**Exercise material**
• • • • •
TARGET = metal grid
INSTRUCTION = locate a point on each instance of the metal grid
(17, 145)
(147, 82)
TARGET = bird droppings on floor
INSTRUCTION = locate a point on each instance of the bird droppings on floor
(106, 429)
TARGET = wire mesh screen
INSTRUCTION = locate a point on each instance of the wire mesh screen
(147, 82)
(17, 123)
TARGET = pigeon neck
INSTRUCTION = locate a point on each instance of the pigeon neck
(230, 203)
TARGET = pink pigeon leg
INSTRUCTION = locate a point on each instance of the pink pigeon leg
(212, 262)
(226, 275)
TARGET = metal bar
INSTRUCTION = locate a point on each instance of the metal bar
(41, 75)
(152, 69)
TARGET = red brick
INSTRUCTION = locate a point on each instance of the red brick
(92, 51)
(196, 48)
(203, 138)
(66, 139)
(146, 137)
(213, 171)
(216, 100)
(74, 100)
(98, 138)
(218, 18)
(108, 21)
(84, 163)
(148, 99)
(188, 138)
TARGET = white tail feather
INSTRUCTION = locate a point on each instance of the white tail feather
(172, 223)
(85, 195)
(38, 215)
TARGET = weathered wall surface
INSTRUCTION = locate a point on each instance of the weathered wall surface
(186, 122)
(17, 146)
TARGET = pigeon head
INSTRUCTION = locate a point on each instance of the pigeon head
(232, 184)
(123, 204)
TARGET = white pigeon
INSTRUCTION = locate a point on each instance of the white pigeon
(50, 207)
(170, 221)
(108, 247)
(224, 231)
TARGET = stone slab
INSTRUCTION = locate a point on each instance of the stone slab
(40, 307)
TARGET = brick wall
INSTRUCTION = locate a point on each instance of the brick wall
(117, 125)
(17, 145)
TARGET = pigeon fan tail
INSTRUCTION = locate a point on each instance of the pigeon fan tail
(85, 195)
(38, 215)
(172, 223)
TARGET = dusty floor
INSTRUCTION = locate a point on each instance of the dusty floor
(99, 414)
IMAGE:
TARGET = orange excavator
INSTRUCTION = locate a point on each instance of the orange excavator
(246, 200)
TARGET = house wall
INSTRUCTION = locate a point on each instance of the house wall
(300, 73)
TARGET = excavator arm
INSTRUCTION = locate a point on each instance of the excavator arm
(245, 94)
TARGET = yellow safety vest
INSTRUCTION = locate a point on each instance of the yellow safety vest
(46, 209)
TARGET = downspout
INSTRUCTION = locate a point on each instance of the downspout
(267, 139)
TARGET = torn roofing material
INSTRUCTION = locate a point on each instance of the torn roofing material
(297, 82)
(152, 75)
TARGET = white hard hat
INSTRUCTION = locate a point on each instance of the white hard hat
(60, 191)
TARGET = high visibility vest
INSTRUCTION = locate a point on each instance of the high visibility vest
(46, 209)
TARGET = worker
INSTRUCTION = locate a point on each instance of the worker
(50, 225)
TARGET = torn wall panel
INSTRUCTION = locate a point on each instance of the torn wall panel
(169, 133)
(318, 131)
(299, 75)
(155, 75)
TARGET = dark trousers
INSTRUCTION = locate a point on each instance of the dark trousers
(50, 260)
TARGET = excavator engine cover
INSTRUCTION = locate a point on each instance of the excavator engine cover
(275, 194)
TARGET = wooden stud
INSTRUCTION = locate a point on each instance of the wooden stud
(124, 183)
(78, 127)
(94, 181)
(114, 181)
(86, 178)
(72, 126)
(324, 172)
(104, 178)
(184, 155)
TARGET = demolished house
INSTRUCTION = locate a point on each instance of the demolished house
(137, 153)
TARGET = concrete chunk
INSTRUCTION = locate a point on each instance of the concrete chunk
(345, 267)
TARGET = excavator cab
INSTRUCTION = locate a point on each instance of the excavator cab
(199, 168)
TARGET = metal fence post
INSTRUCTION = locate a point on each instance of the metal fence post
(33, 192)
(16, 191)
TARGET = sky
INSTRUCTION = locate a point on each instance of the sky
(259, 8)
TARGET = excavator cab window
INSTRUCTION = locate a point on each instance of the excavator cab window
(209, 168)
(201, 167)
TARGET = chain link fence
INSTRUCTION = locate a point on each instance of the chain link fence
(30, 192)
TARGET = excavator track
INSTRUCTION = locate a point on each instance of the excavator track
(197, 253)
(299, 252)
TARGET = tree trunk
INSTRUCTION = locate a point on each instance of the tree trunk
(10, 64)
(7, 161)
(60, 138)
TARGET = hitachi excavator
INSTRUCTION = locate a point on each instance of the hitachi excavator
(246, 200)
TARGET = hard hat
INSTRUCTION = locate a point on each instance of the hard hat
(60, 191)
• • • • •
**Work instructions**
Rewrite the items from the line holding "TARGET = chain link fence" through the end of the items, inclusive, switching "tree trunk" to "tree stump" and leaving everything else unchanged.

**Result**
TARGET = chain link fence
INSTRUCTION = locate a point on each instance of the chain link fence
(30, 192)
TARGET = excavator track
INSTRUCTION = locate a point on each instance of the excavator track
(197, 253)
(299, 252)
TARGET = tree stump
INSTRUCTION = locate a point on each instance of the tree stump
(10, 64)
(7, 161)
(60, 138)
TARGET = hitachi excavator
INSTRUCTION = locate a point on each instance of the hitachi excavator
(246, 200)
TARGET = hard hat
INSTRUCTION = locate a point on each instance of the hard hat
(60, 191)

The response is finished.